SET PROBLEM 1:
Return every line of the records below that contains the word "bollard".

TEXT BLOCK:
* BEGIN *

By the time Jose Maria Aznar's first Partido Popular government came to power in 1996, my affections were already Catalan. Beyond the odd insult for supporting Barça and once getting physically thrown out of a bar in Mallorca for ordering in Catalan, I wasn't really aware of how much the existence of the Catalan language annoyed a certain section of Spanish society. This all changed very quickly under a Partido Popular government.

It was immediately obvious that the Partido Popular's electoral tactic was to appeal to conservative deep Spain by attacking Catalans and Basques in much the same way as right-wing parties in Britain attack immigrants and attempt to create 'an ogre within'. As the legislature continued, so did the anti-Catalan insults, especially from the likes of Minister of Education, Culture and Sport, Esperanza Aguirre. I felt I was being pushed towards an increasingly pro-Catalan position but the idea of Catalonia as an independent state was still very far from my mind.

My political position at the time was broadly Catalan socialist. I supported PSC, the Catalan affiliate of PSOE, the Spanish equivalent of the Labour Party. Despite a growing commitment to Catalan history, culture and language, I wasn't yet convinced by the purely Catalan political parties. The hopes of Esquerra Republicana for an independent Catalonia were simply not realistic in the 1990s. The middle-class Catalan conservatism of Convergència i Unió smacked of racism and snobbery at times.

One might not be totally happy that more than 2 million Spanish-speaking emigrants had come to Catalonia during Franco's dictatorship but for Catalonia to live in harmony, they had to be integrated. PSC or the Partit dels Socialistes de Catalunya was basically an alliance between working-class Andalusian trades unionists and middle-class Catalan left-wing intelligentsia. It seemed the only party capable of serving the needs of both Catalans and Spanish speakers at the time.

In Defence of Education

My daughter had started pre-school in 1997 but it was when she began Primary School in 1999 that I really got the chance to see the Catalan education system from the inside.

I hadn't really given the idea of linguistic immersion much thought before but in a neighbourhood like Sant Andreu, which is about 50% Catalan-speaking and 50% Spanish-speaking, it definitely made sense that the main language of teaching was Catalan. My daughter came from a bilingual Catalan-English home but had picked up Castilian Spanish through television and other kids at pre-school so, by the time she started proper school, she was comfortably trilingual.

Lots of her friends, who spoke Spanish at home and only watched Spanish TV, though, would never learn Catalan unless proactive measures were taken. Teaching the majority of subjects in Catalan definitely seemed the best way to ensure that all my daughter's classmates would grow up bilingual. In the long run, this was the only way to guarantee a peaceful and integrated society.

As I was very happy with the education my daughter was getting, I was appalled to see attacks from Madrid on the Catalan school system and Education Minister Esperanza Aguirre's plans to make Catalan optional and homogenise the humanities syllabus were completely ridiculous. Having done quite a lot of reading about Catalan and Spanish history by that point, I realised that they were two quite different stories. Normally the Spanish version simply didn't bother to mention Catalonia's medieval empire or the conquest of the Iberian peninsula's eastern coast from the Moors. For most Spanish school history books, the founding of Spain began in Asturias, was consolidated in Castile and finished in Andalusia.

* END *

SET PROBLEM 2:
Answer these questions from the Catalonia passage above:
(a) In what year did the writer's daughter begin Primary School?
(b) Which party did the writer support at the time?
(c) Which neighbourhood is described as about 50% Catalan-speaking and 50% Spanish-speaking?

LISTED RECORDS:
* BEGIN *

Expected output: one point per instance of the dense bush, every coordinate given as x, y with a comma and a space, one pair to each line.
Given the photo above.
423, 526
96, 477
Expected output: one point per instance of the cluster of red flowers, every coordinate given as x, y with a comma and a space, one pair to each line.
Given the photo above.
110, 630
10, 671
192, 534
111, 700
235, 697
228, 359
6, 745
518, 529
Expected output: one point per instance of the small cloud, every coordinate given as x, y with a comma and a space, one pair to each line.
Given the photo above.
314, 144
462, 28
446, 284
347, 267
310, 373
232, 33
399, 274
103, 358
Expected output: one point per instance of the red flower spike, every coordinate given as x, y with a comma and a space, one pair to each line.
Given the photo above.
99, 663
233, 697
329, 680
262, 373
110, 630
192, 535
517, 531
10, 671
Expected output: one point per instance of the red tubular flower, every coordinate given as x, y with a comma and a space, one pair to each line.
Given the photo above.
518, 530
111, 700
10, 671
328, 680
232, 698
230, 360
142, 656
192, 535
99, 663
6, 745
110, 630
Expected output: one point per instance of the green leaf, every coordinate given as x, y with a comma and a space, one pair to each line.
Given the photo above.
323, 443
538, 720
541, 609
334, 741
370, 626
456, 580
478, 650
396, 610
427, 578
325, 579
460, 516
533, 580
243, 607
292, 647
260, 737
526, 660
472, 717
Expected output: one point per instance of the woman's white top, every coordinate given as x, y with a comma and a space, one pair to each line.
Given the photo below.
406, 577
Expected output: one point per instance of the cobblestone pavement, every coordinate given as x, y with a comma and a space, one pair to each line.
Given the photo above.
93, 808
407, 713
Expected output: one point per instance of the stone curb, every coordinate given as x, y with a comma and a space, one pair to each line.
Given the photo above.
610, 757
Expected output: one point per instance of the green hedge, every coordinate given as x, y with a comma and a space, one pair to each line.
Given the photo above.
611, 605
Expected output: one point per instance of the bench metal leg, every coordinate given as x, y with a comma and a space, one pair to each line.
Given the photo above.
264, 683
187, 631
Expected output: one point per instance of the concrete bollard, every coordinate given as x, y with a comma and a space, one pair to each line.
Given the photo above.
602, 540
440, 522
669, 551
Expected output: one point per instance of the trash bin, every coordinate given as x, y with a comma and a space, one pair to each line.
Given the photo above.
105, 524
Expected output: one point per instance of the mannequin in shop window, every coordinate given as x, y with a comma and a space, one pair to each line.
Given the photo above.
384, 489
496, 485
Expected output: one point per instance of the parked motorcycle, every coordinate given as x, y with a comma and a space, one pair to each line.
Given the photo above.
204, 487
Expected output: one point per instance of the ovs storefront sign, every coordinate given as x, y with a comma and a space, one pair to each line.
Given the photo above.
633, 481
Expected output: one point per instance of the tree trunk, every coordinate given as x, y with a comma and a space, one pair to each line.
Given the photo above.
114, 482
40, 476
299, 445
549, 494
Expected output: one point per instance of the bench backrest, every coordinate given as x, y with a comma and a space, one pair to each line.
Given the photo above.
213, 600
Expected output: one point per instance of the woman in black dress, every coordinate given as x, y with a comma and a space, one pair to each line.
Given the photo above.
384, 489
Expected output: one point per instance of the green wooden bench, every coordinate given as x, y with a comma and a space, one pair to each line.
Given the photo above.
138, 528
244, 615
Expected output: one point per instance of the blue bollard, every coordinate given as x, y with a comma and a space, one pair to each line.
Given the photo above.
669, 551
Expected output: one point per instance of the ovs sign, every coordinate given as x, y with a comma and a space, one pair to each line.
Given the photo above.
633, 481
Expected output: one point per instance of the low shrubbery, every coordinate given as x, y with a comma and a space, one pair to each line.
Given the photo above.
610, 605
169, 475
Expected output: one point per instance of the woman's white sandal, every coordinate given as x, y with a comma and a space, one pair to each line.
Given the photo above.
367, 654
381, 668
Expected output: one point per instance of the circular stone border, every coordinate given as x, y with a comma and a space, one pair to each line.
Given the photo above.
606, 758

* END *

TASK RESULT 1:
Expected output: one point per instance of the concrete bollard, every coordinate given as x, y with a comma and a space, one pair to each line.
Expected output: one point per instance of the blue bollard, every coordinate given as x, y with a comma and a space, one pair to each line.

TASK RESULT 2:
(a) 1999
(b) PSC, the Catalan affiliate of PSOE
(c) Sant Andreu